Classroom strategies for handwriting

While every student with DCD is different, these are some general strategies that can be helpful:

  • giving clear feedback around the rules of handwriting. For example, “we need to work on leaving correct spaces between words” or “we need to make our letter bodies the same height”
  • using extra visual and tactile cues to help teach these strategies. Some examples include:
    • using spacing sticks as a reference point to stop margins drifting inward, to help with spacing between words and to align columns
    • start and stop points provide a student with DCD with clear rules to follow when copying letters and words
    • alternative types of lined paper. For example, paper with coloured or raised lines can provide additional visual or tactile input
    • graph paper can be useful for lining up math problems.
  • providing a hard copy of information written on the board that a child can place on their desk to copy from. This is easier than having to look up at the board and retain the information to transfer to their page.
  • some children benefit from writing on a slant board and/or using pencil grips.

▶ _RECORDS PROVIDED_:
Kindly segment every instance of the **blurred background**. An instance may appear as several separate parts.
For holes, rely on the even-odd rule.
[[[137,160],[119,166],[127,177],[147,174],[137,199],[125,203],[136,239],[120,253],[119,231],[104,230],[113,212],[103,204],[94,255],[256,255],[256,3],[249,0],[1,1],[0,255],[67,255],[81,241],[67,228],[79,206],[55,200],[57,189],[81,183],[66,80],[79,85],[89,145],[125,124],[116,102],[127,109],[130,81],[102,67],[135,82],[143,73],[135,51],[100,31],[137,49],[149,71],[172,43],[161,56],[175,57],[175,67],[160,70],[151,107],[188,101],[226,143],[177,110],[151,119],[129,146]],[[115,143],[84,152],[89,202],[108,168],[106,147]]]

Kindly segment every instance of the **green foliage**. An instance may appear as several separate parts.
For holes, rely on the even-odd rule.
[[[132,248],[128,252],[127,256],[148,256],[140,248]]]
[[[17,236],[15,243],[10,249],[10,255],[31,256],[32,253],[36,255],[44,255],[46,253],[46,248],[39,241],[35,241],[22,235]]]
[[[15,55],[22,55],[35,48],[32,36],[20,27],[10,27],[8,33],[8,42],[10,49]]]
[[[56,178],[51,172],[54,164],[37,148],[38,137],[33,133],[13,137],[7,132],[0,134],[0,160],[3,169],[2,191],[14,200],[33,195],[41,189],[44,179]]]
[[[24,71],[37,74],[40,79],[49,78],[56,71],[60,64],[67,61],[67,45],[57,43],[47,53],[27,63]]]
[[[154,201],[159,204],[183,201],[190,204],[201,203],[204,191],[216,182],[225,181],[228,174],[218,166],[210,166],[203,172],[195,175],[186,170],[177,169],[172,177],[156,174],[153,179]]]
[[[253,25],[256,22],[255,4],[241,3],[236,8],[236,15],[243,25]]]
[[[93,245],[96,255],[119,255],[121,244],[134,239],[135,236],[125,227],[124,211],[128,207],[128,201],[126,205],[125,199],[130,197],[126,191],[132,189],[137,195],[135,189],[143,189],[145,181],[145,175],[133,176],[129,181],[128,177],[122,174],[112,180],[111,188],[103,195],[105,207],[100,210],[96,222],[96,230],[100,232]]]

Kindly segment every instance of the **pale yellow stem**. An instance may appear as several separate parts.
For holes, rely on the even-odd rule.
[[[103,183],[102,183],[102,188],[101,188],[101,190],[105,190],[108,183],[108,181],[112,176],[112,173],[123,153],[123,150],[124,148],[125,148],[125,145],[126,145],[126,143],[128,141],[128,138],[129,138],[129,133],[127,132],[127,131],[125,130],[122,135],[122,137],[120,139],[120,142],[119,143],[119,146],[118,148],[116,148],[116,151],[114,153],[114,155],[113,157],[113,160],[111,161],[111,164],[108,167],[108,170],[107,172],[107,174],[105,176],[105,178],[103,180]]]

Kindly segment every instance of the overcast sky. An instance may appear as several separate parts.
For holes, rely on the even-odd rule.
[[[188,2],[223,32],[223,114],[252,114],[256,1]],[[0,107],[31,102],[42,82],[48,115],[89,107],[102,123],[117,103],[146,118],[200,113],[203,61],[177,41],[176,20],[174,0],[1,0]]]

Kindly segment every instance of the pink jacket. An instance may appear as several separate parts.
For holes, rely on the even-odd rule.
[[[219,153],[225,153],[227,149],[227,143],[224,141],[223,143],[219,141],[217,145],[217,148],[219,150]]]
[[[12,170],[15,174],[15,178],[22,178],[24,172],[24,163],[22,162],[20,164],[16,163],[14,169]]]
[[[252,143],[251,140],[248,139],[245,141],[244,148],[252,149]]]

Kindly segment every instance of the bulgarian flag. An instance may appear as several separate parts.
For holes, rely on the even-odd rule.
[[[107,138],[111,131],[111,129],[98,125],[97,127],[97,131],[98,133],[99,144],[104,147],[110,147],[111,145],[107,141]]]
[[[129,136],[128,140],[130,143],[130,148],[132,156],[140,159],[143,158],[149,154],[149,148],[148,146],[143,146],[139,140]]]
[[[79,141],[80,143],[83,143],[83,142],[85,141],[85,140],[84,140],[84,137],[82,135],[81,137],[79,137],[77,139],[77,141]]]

▶ _STUDY QUESTIONS_:
a - Render this sentence from the handwriting strategies text in Spanish: "This is easier than having to look up at the board and retain the information to transfer to their page."
b - Carry on the handwriting strategies text from the point where it stops.
The data has nothing to do with the handwriting strategies text.

▶ _RESPONSES PER TASK_:
a - Esto es más fácil que tener que levantar la vista hacia la pizarra y retener la información para pasarla a su hoja.

b -
The two most important adjustments that can be made for a student with handwriting difficulties are:

  1. Allowing extra time to complete tasks such as tests, homework, and other in-class activities where the quality of handwriting is important. Providing writing breaks during tests and for lengthy writing activities will also help combat the effects of fatigue.
  2. Reducing writing quantities when writing itself is not the focus or goal of an activity. For example, during story production or comprehension, consider modifications to the task that will reduce the physical output for a child with DCD.

Some examples include:

  • typing – it is easier for students with DCD to master typing as the keyboard remains stationary and is predictable, unlike their handwriting which they have to constantly monitor in regard to size and spacing.
  • dictation – there are a number of different talk-to-text options available for mobile devices and computers
  • working in pairs, where one child is the scribe
  • asking students to complete every second question on a worksheet rather than all of them or circle the ones you want them to answer
  • having students write just the specific word they are learning to spell, rather than a whole sentence
  • providing math sheets with the problem already written so that they only have to calculate and record the answer, rather than copy the whole problem from the board
  • asking the student to spell words aloud, either to you or to be recorded, rather than writing them.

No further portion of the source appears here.